= Contour annotation listing =
-------
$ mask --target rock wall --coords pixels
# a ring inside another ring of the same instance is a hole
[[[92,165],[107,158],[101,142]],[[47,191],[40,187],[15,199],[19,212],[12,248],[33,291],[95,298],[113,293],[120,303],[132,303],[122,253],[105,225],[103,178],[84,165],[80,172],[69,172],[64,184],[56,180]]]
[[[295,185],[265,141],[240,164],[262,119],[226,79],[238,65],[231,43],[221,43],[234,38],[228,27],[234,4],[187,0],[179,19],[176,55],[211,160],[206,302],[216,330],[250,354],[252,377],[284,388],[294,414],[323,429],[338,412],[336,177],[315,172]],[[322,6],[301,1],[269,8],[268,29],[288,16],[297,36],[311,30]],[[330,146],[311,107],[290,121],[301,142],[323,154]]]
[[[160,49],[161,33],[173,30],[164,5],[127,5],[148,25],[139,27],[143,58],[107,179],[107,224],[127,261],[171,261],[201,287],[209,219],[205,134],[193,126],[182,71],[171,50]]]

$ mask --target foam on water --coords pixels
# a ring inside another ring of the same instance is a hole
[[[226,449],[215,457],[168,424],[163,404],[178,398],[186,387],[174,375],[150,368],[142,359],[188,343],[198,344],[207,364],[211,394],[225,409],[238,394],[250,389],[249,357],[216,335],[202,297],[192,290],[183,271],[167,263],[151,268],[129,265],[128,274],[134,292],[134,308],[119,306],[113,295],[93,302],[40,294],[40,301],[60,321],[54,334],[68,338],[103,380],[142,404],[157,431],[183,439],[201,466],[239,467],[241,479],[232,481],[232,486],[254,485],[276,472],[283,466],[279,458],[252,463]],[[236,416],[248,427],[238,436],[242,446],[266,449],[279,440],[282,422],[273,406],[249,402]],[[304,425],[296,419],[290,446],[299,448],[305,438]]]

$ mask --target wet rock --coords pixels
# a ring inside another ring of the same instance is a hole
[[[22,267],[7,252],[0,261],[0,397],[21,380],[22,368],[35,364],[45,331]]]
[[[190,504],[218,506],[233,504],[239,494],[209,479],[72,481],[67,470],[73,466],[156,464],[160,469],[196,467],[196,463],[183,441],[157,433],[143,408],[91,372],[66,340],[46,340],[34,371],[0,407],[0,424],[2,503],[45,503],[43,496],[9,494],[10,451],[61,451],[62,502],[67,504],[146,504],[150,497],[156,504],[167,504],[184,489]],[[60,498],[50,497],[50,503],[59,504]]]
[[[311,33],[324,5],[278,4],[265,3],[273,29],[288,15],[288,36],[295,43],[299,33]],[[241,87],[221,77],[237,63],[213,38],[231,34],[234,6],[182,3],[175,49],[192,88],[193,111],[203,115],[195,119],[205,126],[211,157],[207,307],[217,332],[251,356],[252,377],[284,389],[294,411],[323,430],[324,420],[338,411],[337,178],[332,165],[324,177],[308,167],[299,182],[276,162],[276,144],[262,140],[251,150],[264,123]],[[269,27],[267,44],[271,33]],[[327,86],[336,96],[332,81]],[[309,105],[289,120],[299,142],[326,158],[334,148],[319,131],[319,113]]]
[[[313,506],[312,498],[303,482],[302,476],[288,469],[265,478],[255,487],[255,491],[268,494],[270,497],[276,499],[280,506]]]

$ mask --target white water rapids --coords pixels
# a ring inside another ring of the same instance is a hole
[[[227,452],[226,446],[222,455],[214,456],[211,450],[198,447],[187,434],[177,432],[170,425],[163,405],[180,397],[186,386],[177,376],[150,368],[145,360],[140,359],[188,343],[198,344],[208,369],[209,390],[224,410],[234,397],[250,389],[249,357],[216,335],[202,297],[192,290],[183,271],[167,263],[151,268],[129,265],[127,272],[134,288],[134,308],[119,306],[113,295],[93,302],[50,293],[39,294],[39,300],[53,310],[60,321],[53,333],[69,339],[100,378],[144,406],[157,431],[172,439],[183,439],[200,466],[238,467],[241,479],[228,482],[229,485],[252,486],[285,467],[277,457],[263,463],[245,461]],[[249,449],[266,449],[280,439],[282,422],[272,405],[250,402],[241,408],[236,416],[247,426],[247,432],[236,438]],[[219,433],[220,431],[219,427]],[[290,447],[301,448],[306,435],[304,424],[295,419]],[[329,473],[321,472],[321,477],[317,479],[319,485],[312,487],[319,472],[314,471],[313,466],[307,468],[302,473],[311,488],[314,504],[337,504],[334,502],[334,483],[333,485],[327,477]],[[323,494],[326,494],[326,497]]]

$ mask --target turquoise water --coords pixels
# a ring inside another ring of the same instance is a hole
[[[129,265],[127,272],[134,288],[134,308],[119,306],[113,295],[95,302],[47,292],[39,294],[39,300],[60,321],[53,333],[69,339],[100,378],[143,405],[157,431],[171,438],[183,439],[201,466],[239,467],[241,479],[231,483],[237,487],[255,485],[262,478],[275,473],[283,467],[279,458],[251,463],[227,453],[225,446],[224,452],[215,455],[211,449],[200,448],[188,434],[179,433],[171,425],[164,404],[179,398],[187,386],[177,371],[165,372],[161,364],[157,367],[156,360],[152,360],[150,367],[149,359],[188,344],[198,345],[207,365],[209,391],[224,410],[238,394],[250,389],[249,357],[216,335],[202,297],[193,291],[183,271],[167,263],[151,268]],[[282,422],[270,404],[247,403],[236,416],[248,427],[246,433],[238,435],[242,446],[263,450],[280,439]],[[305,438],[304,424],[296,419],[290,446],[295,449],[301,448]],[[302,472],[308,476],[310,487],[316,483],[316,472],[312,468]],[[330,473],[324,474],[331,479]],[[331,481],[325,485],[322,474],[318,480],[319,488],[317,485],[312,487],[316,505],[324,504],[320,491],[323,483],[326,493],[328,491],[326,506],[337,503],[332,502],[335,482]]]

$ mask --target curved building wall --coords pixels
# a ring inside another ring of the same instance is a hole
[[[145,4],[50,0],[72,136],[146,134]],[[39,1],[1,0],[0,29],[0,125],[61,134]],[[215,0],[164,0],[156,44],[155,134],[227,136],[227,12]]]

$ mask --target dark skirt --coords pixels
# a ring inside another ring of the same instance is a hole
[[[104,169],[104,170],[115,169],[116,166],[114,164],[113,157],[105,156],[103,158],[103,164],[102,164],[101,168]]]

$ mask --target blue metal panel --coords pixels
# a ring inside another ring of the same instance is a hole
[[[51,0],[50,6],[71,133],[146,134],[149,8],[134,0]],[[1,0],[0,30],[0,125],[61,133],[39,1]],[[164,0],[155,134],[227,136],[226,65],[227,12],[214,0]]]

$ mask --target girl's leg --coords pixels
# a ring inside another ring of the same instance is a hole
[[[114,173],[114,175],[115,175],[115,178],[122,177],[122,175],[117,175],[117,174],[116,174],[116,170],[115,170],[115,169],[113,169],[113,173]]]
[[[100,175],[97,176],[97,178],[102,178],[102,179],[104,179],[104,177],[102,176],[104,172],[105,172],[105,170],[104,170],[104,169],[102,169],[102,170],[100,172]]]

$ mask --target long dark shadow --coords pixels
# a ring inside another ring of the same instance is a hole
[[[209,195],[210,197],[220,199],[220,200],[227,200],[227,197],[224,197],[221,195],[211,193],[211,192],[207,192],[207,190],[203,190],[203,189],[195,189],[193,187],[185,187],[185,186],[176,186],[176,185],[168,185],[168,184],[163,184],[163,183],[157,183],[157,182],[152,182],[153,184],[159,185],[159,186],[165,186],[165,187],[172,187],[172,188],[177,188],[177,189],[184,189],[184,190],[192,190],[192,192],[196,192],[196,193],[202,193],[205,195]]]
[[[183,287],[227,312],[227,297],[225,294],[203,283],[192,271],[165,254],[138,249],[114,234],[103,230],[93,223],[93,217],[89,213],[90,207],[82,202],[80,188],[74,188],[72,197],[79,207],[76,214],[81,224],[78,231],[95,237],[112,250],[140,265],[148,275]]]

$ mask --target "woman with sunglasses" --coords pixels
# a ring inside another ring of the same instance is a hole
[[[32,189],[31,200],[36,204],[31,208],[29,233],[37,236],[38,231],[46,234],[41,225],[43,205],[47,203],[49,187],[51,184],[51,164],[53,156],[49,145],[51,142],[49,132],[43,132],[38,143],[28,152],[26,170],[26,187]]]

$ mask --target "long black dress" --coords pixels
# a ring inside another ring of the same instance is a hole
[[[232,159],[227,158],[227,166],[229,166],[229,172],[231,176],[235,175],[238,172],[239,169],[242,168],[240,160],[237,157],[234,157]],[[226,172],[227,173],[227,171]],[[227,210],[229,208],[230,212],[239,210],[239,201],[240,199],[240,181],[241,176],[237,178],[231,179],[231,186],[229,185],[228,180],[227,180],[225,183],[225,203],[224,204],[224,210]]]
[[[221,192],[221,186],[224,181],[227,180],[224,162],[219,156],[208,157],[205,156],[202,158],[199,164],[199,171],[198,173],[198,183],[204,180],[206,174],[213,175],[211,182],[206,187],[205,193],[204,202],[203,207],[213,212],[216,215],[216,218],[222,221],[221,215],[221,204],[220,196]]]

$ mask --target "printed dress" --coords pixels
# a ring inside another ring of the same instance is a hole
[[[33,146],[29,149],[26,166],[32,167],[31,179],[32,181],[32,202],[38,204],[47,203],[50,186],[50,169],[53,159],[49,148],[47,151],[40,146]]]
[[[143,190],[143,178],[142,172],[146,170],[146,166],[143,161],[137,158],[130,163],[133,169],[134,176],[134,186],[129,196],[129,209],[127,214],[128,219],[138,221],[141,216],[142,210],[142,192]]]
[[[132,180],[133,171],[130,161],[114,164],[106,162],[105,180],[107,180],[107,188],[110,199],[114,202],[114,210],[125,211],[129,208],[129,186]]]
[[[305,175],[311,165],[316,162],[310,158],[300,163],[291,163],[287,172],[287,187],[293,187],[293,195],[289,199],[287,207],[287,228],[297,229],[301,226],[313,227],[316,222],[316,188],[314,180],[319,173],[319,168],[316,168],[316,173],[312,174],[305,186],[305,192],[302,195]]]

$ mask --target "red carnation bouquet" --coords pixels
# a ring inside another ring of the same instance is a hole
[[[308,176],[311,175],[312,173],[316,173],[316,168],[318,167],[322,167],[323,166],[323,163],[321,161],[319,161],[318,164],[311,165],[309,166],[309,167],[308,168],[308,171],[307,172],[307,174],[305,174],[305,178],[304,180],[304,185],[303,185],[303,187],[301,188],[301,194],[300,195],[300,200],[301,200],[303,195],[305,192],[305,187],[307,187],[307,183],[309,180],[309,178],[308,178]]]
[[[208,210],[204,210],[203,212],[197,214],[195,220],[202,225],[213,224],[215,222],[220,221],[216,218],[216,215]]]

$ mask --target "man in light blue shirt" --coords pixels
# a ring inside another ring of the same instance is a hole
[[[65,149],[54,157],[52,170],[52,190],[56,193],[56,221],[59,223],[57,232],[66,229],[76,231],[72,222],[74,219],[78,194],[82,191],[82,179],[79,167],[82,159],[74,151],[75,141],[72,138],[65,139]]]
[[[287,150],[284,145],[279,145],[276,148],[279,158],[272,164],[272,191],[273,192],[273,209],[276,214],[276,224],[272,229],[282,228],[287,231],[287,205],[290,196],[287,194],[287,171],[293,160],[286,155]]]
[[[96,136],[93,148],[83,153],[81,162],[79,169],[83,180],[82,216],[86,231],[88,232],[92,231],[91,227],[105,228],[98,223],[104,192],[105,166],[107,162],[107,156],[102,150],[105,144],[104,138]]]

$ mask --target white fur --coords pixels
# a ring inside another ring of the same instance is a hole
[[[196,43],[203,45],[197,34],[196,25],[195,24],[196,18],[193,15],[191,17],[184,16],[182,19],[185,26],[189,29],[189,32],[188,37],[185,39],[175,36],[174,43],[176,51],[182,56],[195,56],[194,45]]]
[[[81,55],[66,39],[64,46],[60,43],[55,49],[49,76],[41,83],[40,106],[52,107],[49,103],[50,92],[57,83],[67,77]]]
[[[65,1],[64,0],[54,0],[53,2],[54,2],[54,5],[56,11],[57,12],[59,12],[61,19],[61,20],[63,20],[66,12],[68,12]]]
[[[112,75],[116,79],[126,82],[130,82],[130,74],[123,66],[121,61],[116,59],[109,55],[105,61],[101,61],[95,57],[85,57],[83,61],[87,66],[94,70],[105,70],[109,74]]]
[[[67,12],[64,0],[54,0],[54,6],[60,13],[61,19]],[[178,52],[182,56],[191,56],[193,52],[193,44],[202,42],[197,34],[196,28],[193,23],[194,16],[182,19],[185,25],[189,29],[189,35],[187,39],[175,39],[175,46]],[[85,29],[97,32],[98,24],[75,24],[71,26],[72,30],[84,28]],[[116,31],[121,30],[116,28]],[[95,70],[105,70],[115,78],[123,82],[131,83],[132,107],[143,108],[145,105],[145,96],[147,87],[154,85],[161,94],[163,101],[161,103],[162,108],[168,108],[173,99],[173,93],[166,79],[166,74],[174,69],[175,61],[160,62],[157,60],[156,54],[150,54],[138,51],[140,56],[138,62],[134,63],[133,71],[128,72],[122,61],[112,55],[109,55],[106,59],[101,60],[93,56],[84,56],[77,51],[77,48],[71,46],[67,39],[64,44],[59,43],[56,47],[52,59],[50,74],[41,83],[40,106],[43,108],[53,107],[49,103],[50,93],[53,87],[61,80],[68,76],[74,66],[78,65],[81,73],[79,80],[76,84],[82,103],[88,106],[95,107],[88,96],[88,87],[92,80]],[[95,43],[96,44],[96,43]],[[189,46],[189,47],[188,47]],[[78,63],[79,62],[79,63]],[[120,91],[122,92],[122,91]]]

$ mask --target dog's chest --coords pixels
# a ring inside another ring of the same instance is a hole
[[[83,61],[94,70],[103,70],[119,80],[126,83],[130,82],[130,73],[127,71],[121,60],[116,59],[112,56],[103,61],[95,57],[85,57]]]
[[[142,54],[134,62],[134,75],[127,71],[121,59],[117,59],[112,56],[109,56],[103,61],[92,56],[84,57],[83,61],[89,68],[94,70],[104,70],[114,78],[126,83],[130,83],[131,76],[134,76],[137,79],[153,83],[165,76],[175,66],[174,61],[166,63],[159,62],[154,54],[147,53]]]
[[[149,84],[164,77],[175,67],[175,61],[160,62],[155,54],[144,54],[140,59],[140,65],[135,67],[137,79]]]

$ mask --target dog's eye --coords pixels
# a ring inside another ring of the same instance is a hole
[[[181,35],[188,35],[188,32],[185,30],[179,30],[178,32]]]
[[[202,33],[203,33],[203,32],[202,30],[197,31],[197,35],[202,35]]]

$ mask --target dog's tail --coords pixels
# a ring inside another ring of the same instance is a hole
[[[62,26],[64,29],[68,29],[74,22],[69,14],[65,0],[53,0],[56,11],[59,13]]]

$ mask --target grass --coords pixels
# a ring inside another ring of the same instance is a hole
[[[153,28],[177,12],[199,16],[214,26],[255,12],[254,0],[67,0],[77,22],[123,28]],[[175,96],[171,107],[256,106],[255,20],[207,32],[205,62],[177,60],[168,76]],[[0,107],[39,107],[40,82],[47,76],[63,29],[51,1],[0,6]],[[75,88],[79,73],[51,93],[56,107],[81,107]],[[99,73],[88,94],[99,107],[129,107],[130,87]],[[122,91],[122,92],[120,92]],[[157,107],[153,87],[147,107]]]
-------
Output, without any changes, the part of the listing that begins with the line containing "grass --coords pixels" and runs through the end of the listing.

$ mask --target grass --coords pixels
# a ring inside another ring of the same instance is a hole
[[[153,28],[177,12],[199,16],[214,26],[255,12],[254,0],[67,0],[77,22],[123,28]],[[175,96],[171,107],[256,106],[255,20],[207,32],[205,62],[177,60],[168,76]],[[0,107],[39,107],[40,82],[47,76],[63,29],[51,1],[0,6]],[[75,88],[79,73],[51,93],[56,107],[81,107]],[[99,73],[88,94],[99,107],[129,107],[130,87]],[[122,91],[122,92],[120,92]],[[157,107],[153,87],[147,107]]]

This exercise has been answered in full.